EXERCISE = Print every entry word for word, but omit the pictures.

EXTRACTED MATERIAL =
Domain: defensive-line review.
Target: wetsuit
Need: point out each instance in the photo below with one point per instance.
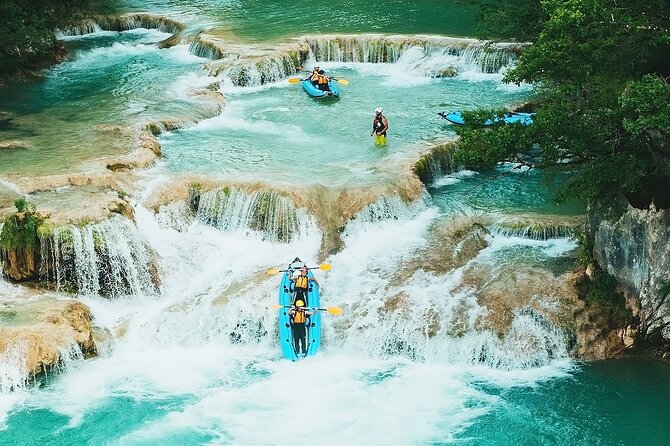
(377, 127)
(299, 319)
(301, 289)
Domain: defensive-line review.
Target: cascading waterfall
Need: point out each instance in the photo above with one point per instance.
(122, 23)
(266, 212)
(14, 373)
(13, 369)
(534, 232)
(388, 208)
(390, 49)
(262, 71)
(99, 258)
(421, 315)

EXERCISE OUTPUT =
Domain: defensive-line review.
Target: wetsuit
Need: point out each instance in the photo below with one point per instance.
(377, 127)
(299, 319)
(301, 289)
Domain: defensive-line review.
Target: cascading waterfall
Need: point out each instance in the photo above with one point per instance.
(122, 23)
(266, 212)
(14, 373)
(13, 369)
(534, 232)
(388, 208)
(390, 49)
(262, 71)
(99, 258)
(421, 315)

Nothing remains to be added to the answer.